FRAGMENTO DEL DOCUMENTO ->
Paul Valery, censuró y desestimó a la historia por creer que
“exagera los reflejos y conduce al delirio de grandeza”. El
escritor aludía, sin duda, a la historia patriotera. Pero existe
otro tupo de interpretación del pasado que abomina de todo
chauvinismo y confunde la historia con una mermelada cosmopolita
y aséptica que resulta no menos peligrosa. La “exageración de
reflejos” no desaparece en este caso, sino que cambia de punto
de inserción. Si Bolívar manifestó simpatía por los americanos
del extremo meridional ¿cómo se explican, entonces, el episodio
de Guayaquil? ¿Cómo, la expulsión del ejército argentino del
Perú, en 1825? ¿Cómo, el despojo del Alto Perú, Atacama y
Tarija? ¿Cómo, el anhelo reiterado y explícito del Libertador
norteño de “pisotear” a Buenos Aires? ¿Cómo, su mofa de San
Martín, Arenales, Alvear, Alvarado, Díaz Vélez? Nada útil
obtendremos con transferir la “exageración” de Bolívar a
Rivadavia, y los tres o cuatro gatos doctrinarios que simulaban,
por entonces, ejercer funciones de gobierno en el Plata.

MATERIAL PROPORCIONADO ->
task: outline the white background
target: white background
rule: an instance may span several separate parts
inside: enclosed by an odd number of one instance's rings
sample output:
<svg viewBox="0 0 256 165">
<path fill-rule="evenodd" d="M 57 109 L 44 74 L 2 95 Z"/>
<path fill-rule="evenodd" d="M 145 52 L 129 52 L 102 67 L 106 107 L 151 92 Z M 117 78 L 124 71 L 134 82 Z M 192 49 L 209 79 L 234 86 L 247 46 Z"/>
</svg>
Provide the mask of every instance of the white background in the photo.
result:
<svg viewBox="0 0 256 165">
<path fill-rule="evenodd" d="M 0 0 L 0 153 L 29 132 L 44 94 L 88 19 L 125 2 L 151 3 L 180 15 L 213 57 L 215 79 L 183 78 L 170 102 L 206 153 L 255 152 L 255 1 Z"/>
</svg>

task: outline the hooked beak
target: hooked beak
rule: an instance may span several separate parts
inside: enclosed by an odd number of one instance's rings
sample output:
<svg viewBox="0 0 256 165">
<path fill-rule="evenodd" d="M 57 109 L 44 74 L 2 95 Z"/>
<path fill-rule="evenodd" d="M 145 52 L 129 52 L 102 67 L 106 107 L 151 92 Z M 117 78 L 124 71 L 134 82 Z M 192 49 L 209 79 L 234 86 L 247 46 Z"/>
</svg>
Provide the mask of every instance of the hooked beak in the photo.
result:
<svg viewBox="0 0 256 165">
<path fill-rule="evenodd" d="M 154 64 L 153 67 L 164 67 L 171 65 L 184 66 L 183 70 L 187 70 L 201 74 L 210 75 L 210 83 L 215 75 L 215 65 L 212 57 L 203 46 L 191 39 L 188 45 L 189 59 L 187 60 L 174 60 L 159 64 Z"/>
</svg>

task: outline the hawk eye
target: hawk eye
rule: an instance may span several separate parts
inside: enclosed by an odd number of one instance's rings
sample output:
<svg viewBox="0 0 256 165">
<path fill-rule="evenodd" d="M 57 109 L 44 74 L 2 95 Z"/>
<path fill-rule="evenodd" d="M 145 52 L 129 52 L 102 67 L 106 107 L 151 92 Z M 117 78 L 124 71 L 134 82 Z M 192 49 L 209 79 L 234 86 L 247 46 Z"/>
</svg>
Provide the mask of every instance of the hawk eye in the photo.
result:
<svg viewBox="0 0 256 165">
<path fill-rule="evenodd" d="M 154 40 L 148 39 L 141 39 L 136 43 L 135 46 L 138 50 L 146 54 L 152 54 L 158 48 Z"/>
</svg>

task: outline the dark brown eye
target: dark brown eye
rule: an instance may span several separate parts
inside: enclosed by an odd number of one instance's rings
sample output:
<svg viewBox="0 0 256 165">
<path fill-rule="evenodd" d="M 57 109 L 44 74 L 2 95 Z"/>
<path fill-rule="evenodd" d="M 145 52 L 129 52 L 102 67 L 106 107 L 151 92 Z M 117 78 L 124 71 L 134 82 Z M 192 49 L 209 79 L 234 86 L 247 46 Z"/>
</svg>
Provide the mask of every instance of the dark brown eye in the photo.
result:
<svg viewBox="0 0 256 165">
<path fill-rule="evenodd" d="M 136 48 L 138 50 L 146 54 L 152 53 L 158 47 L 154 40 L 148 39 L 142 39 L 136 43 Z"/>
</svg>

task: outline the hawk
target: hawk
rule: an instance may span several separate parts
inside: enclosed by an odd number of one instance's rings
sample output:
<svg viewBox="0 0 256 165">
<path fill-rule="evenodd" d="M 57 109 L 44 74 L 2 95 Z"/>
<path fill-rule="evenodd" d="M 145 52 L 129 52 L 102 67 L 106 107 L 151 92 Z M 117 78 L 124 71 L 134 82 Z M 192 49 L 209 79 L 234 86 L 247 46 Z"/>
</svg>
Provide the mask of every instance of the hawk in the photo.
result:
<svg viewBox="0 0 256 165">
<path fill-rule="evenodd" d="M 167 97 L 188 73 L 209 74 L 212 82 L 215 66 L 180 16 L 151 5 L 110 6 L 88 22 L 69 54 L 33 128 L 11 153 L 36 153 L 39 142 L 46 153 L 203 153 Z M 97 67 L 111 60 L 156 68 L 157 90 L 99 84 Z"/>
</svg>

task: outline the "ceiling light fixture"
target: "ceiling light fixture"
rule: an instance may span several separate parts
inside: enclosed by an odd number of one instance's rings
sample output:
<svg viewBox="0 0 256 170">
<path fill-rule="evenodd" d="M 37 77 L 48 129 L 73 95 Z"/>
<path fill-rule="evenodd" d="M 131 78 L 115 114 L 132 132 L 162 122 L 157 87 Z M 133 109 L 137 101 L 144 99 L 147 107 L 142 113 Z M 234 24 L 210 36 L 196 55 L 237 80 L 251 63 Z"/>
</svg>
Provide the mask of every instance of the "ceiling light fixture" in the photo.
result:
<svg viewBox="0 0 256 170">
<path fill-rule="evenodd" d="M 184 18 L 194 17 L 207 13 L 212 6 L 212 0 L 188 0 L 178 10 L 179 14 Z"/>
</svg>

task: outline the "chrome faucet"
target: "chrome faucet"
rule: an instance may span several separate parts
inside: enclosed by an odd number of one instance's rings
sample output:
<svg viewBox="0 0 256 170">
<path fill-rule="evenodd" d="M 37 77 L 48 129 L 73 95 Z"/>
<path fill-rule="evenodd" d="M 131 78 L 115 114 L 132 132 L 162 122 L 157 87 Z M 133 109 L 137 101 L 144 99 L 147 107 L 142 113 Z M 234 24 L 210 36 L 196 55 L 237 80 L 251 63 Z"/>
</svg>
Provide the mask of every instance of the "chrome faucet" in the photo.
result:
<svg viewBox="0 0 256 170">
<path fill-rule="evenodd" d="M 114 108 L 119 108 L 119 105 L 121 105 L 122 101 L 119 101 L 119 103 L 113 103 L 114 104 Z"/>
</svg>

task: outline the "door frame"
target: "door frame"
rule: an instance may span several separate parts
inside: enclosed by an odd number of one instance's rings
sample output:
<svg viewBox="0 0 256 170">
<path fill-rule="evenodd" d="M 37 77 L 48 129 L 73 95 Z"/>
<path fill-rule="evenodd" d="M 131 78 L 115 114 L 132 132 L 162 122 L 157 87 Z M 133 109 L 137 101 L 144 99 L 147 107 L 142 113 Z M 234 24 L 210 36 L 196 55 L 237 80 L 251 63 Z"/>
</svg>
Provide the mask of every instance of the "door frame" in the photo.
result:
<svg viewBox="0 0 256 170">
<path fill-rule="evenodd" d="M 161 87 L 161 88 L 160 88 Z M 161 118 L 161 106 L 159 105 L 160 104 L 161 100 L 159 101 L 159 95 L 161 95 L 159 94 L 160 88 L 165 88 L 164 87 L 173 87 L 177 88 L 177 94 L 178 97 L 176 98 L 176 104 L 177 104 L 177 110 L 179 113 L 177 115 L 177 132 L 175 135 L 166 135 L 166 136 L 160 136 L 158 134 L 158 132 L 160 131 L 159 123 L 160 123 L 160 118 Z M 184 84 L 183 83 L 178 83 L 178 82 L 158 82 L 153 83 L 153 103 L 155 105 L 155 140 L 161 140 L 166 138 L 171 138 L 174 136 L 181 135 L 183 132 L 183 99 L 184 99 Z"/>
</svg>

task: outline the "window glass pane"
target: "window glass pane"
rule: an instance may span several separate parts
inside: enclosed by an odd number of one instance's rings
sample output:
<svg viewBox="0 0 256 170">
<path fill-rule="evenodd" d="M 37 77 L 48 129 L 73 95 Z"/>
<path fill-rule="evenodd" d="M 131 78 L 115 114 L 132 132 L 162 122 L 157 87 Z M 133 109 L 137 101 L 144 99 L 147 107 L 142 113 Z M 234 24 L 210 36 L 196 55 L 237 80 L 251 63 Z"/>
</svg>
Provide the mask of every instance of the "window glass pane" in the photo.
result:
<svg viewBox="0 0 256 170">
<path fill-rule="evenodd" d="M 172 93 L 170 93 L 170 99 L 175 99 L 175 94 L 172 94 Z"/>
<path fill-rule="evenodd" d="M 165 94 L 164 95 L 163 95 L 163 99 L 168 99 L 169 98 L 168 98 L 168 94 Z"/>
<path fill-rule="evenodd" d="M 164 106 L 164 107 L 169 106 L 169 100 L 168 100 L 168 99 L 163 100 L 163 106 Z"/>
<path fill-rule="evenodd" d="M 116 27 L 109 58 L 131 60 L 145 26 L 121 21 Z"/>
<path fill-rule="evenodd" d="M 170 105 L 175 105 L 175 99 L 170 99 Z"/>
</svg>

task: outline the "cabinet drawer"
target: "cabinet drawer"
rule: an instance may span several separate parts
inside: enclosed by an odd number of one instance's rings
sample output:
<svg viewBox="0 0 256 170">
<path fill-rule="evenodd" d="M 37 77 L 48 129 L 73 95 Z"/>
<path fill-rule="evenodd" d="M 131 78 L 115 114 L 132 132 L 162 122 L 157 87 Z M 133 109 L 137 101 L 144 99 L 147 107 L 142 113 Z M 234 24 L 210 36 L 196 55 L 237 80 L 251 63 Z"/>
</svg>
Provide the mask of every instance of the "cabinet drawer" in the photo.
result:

INSTRUCCIONES DE LA TAREA -> Según el fragmento del documento, ¿a qué tipo de historia aludía Paul Valery al censurarla?

RESPUESTA -> A la historia patriotera.